Text shown
## begin
I have been to several web pages and read several equations that define lines and solve for distance, but I can't seem to figure out how they relate to coordinates on a grid...

For example, the followig is given as the definition of a line:

Ax + By + C = 0

... If A and B are points, what is C?

Sorry if I am missing something obvious... Thank you very much for your time.



Replies:
See http://forum.swarthmore.edu/dr.math/problems/albester4.10.98.html

Also, you might enjoy the following site:

http://www.netcomuk.co.uk/~jenolive/index.html

I found these by searching (www.google.com) for the phrase "perpendicular distance".

Tim Mooney


Jeffrey,

There is such a formula, and I can derive it if you understand two things: First, in Ax+By+C=0, A,B,C are NOT points. They are constant values, but the points are combinations of x and y, usually written as (x,y). Second, the shortest distance from a point to a line is along a straight path toward the line: it will be perpendicular to the original line.
## end
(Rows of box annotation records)
## begin
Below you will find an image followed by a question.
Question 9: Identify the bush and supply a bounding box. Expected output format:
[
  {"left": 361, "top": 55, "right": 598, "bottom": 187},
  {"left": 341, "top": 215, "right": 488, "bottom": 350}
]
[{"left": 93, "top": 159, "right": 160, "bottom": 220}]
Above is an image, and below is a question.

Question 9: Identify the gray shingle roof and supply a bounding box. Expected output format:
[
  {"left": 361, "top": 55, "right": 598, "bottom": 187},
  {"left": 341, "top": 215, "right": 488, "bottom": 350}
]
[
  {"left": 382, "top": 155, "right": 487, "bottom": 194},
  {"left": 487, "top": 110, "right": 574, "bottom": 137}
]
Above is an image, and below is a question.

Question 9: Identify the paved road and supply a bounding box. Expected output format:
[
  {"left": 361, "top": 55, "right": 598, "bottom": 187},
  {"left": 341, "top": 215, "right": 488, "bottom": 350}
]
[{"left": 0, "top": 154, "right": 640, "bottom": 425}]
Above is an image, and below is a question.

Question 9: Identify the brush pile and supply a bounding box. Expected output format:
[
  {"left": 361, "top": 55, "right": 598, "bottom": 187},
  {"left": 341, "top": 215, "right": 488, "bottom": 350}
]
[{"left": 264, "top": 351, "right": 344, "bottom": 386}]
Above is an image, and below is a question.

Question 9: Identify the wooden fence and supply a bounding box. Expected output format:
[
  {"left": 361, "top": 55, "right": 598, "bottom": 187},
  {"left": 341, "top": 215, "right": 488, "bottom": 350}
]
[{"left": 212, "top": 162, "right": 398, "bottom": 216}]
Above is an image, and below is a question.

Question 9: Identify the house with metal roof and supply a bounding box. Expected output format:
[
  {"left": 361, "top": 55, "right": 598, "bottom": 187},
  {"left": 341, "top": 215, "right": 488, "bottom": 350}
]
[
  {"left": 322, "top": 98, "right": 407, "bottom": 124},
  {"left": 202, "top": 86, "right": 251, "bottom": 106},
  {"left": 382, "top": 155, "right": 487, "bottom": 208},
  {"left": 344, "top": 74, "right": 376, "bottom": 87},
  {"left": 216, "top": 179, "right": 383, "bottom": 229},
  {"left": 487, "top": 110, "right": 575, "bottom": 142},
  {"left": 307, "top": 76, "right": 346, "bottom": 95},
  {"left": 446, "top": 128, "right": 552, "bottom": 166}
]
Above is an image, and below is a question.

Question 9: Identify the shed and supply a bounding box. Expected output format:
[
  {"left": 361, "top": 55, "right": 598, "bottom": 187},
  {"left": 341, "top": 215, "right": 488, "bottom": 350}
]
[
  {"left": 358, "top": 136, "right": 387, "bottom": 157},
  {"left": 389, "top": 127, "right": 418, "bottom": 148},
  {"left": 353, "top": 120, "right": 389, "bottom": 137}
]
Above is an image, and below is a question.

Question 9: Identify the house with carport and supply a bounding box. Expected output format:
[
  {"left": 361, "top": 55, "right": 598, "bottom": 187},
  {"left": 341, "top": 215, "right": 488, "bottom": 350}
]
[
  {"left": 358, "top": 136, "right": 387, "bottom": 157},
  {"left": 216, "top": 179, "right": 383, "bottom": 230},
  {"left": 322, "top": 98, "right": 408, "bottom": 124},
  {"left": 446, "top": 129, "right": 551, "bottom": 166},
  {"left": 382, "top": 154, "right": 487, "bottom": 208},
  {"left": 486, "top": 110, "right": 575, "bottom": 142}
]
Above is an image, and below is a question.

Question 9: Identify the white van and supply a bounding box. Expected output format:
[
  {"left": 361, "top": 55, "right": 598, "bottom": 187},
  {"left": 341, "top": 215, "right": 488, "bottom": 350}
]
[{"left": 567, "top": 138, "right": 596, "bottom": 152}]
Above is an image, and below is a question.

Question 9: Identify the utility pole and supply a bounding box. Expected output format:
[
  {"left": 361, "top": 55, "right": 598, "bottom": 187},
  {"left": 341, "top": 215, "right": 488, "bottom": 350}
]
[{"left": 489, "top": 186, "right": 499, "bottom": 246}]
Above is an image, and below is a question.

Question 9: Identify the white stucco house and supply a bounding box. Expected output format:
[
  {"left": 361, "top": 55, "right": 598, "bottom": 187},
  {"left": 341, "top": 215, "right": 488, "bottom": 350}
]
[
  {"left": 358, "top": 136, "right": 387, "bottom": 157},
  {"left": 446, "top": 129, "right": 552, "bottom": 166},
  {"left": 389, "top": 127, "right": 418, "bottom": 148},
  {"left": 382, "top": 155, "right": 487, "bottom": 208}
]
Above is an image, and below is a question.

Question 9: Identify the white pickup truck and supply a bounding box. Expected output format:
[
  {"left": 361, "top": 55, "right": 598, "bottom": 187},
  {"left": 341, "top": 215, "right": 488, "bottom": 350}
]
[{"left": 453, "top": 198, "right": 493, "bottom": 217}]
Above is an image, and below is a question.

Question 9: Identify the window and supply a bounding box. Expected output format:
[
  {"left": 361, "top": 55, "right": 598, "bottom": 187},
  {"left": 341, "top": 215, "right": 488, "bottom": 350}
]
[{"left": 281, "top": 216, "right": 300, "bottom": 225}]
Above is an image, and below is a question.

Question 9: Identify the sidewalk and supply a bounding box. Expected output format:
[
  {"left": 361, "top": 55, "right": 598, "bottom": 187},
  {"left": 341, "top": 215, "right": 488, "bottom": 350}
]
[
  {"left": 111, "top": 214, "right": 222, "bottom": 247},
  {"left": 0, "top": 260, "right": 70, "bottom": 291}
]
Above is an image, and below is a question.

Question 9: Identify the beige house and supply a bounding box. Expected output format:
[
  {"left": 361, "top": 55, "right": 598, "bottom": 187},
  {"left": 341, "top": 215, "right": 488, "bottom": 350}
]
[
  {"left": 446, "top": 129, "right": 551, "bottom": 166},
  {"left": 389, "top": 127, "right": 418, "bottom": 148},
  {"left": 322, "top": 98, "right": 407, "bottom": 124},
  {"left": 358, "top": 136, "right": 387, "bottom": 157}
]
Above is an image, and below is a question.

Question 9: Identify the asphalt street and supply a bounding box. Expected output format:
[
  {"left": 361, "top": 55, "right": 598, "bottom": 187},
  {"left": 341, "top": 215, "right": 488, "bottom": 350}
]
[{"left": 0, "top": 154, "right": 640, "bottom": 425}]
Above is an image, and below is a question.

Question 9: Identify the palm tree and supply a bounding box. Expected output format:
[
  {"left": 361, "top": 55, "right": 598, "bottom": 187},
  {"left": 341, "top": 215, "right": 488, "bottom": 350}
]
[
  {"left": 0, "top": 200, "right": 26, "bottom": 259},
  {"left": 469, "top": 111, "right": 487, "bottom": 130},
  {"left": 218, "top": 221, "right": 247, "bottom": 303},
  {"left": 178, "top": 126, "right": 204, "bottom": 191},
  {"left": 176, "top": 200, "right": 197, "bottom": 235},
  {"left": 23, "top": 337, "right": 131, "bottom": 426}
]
## end
Exercise
Write the next part of the forum thread on finding a point's distance from a line, starting after its last sentence.

Final result
I will use a line formula called slope-intercept form: y=mx+b. It works easier for this type of problem. Let y=Mx+B be the line through the two points. Let (u,v) be the coordinates of the point. Any line perpendicular to the original line will have a slope m=-1/M. y=(-1/M)x+b. It must pass through the point (u,v), so the following must be true: v=(-1/M)u + b. Therefore, b=v+u/M. We can say y=(-1/M)x+{v+u/M}. Another format is (y-v)=-(1/M)(x-u).

Dr. Ken Mellendorf
Illinois Central College


Suppose you have two points (X1,Y1) and (X2,Y2) It is possible to rearrange the line between the two points in the form: Y = m*X + b. Do this by "plugging in" Y1=m*X1+b and Y2=m*X2+b and solving the two equations for the two unknowns, 'm' and 'b'. One can show that a line perpendicular to Y = m*X + b has a slope of (-1/m), which gives the perpendicular Y' = (-1/m)*X' + b' Since the coordinates of the the point C = (X', Y') substitution into the the latter equation gives the value of 'b'.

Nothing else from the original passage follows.